(Raw records)
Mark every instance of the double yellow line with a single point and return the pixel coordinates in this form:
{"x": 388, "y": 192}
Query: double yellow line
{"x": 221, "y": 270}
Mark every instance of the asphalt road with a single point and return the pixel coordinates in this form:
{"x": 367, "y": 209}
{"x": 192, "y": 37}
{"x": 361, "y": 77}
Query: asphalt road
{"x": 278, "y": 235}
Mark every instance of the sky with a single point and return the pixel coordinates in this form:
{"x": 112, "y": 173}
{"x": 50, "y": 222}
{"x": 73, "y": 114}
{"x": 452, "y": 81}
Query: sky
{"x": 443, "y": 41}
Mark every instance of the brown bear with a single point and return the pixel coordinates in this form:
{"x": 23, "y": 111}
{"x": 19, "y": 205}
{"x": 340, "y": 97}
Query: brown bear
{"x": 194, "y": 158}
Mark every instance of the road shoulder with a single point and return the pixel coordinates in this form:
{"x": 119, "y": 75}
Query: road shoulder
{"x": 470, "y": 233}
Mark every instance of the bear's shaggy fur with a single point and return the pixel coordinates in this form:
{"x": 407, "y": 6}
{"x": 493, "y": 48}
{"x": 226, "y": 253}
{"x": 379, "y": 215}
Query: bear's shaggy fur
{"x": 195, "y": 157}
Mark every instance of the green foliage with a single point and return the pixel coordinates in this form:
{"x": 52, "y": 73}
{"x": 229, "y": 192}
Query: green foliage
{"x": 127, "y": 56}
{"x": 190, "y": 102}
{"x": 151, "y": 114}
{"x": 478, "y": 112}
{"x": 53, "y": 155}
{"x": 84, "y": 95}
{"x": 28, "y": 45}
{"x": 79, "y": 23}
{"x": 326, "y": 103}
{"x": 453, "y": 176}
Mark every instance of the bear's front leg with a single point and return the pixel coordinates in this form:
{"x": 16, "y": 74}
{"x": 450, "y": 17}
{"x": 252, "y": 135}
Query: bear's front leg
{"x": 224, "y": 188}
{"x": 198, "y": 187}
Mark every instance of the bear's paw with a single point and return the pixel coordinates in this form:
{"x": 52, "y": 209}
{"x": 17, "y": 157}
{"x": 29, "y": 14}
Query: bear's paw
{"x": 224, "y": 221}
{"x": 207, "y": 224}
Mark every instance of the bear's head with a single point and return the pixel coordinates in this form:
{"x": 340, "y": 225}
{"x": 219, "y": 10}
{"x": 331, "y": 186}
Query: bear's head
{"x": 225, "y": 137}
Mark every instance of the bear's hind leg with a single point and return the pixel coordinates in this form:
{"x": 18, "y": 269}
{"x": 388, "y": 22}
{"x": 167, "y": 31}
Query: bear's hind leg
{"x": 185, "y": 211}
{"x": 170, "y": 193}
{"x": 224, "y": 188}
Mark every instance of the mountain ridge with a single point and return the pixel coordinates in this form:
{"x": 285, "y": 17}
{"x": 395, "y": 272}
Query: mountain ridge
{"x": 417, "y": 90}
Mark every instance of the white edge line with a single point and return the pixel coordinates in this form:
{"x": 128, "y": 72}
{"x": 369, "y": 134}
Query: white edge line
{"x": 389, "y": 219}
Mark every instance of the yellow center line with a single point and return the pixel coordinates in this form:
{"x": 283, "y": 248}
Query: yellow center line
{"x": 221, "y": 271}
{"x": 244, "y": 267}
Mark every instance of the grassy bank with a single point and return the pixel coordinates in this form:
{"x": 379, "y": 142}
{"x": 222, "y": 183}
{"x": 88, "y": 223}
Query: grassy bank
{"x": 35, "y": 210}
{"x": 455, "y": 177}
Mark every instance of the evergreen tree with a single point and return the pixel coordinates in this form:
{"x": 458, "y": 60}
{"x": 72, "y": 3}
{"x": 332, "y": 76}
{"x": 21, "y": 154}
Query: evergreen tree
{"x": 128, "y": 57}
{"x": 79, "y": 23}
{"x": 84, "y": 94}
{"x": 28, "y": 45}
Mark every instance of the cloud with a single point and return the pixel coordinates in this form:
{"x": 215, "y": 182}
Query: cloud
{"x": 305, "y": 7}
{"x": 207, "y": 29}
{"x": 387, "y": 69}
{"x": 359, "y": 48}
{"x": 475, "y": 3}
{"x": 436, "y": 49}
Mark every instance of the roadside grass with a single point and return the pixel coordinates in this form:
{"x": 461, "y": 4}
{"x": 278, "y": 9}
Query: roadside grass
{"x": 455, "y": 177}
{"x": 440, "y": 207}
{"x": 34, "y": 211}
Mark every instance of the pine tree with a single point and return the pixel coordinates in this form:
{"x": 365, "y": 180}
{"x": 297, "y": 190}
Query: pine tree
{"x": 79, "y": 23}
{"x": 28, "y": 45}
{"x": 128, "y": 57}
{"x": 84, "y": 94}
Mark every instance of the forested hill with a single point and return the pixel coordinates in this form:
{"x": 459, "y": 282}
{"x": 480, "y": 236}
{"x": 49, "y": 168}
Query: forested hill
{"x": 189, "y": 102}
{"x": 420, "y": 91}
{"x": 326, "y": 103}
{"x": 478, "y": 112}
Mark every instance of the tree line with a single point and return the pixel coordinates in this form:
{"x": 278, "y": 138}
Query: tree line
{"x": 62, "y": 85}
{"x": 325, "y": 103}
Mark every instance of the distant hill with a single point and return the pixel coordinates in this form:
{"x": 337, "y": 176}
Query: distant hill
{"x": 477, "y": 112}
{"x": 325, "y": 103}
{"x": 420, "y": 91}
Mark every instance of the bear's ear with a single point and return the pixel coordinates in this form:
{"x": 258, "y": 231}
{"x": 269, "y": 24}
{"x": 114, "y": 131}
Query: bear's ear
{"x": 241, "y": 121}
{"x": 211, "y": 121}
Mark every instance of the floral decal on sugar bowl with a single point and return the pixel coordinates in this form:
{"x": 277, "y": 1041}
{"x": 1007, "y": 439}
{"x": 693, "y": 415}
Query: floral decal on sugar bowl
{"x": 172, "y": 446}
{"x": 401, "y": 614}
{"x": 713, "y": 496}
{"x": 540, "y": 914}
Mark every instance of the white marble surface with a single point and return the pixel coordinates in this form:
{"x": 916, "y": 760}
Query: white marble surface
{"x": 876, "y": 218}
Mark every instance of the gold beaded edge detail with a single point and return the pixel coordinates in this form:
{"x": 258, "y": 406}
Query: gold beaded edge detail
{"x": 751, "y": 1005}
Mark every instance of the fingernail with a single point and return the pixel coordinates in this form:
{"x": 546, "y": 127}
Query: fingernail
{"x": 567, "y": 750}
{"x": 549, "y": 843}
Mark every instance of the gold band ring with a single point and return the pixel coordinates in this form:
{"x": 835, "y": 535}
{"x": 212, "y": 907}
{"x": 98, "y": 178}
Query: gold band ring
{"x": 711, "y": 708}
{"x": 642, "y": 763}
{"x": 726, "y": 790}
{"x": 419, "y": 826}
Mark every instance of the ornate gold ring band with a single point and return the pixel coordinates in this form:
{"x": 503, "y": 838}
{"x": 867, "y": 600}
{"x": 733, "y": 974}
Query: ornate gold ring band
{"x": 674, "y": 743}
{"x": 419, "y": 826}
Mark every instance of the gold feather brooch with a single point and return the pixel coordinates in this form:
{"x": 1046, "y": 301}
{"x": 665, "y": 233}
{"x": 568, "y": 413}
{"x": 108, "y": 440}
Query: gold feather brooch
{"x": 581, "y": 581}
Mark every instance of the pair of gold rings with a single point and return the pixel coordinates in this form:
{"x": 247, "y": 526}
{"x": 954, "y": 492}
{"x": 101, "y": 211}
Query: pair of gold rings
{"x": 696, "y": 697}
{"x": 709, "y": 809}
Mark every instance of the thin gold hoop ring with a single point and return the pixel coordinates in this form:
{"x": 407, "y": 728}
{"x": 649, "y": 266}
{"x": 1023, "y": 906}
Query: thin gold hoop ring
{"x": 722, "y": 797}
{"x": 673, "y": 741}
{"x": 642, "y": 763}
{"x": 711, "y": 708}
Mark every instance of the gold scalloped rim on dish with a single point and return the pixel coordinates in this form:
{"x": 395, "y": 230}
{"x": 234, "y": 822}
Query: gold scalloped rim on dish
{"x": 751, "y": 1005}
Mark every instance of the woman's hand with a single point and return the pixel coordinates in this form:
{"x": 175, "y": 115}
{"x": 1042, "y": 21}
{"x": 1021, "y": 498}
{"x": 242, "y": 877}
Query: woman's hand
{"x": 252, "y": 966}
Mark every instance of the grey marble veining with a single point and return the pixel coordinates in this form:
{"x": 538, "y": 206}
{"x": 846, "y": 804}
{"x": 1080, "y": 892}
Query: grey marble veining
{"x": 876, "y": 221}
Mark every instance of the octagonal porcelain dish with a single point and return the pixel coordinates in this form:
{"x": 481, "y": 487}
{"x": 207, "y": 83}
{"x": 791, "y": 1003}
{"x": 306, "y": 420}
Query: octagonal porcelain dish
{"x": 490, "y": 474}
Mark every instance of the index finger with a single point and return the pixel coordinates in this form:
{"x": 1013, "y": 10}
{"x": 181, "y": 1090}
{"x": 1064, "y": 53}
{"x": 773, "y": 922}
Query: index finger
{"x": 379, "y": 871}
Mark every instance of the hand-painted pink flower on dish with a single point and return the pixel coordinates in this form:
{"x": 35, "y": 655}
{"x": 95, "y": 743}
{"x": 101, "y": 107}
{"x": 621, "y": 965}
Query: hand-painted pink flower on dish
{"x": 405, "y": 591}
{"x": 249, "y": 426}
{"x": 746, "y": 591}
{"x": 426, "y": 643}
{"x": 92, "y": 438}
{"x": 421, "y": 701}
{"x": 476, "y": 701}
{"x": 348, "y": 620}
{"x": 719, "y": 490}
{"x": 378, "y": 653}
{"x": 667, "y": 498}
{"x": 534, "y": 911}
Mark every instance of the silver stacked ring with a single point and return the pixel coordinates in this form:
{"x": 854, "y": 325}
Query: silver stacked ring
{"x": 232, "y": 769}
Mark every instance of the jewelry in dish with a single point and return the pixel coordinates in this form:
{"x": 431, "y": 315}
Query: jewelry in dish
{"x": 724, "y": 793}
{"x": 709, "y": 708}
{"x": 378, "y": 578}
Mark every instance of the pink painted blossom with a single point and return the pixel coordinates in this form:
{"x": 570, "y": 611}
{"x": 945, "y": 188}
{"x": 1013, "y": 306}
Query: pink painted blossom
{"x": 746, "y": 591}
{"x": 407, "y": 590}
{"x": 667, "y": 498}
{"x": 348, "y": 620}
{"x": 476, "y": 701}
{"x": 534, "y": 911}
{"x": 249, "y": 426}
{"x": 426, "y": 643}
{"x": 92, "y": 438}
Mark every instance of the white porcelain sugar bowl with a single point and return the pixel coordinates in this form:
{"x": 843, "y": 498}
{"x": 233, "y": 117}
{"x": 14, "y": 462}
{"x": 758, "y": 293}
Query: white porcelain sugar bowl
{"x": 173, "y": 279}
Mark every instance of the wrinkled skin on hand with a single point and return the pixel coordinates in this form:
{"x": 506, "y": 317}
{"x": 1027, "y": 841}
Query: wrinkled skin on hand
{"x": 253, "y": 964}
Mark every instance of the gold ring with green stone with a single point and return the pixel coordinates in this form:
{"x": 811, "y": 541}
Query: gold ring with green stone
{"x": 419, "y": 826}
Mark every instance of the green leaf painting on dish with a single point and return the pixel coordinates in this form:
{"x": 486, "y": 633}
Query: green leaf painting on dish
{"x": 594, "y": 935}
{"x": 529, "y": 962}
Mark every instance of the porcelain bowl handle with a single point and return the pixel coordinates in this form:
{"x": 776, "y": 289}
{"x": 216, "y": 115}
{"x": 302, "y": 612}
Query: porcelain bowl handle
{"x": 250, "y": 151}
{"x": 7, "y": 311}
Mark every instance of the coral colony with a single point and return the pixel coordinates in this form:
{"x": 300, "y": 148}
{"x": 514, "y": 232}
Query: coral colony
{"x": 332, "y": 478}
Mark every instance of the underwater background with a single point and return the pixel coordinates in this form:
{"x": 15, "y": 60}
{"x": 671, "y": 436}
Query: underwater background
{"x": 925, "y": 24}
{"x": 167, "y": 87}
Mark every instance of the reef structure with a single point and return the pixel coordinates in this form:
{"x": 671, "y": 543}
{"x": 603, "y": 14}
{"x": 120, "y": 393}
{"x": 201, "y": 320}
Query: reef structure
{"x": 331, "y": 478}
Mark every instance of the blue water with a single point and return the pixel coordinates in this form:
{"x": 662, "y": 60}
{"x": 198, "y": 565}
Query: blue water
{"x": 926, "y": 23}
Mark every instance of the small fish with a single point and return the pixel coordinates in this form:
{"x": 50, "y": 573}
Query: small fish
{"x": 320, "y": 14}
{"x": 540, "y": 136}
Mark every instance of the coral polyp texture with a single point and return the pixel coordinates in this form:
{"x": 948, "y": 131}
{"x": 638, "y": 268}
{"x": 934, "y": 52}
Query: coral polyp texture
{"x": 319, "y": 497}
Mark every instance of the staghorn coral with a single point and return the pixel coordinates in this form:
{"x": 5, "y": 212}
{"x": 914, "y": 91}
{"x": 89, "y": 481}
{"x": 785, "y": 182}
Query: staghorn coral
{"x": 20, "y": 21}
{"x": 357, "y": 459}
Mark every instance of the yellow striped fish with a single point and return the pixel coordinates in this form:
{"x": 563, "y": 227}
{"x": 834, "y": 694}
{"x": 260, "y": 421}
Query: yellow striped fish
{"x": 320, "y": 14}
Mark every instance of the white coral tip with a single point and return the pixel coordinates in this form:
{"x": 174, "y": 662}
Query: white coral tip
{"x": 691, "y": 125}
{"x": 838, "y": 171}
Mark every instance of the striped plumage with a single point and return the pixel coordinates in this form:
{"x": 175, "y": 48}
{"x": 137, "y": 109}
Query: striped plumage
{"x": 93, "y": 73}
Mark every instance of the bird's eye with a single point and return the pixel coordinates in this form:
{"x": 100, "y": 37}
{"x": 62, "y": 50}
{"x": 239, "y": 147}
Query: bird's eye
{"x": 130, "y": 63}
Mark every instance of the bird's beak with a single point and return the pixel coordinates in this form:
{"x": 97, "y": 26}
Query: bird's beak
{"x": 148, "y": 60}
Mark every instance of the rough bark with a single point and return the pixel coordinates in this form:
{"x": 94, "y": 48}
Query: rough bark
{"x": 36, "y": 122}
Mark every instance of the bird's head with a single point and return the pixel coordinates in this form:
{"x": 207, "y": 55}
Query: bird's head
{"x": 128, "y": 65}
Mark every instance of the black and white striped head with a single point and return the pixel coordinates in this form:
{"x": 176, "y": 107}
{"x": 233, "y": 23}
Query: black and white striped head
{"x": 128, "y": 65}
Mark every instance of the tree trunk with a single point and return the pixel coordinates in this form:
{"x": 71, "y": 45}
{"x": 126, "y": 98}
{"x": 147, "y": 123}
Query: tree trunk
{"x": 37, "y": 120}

# Directions for this task
Arrange the rows from the line containing "Mark every instance of the tree trunk" through the end of the rows, inclusive, as a JSON list of strings with one string per line and no blank lines.

# Result of this task
[
  "Mark every instance of the tree trunk with a single point and return the pixel coordinates in this form:",
  "{\"x\": 71, \"y\": 45}",
  "{\"x\": 126, \"y\": 98}",
  "{\"x\": 147, \"y\": 123}",
  "Query: tree trunk",
  "{\"x\": 37, \"y\": 120}"
]